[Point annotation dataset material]
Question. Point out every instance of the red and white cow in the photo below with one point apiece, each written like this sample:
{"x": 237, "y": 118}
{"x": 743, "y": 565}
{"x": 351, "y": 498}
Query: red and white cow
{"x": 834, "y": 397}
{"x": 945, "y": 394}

● Stated problem: Turn every line of the material above into a numbered list, leaving out any blank lines.

● Solution to this exercise:
1. Question. Point out every instance of the red and white cow in the photo below with one point apiece, each written like this sample:
2. {"x": 237, "y": 118}
3. {"x": 743, "y": 565}
4. {"x": 351, "y": 498}
5. Query: red and white cow
6. {"x": 834, "y": 397}
7. {"x": 945, "y": 394}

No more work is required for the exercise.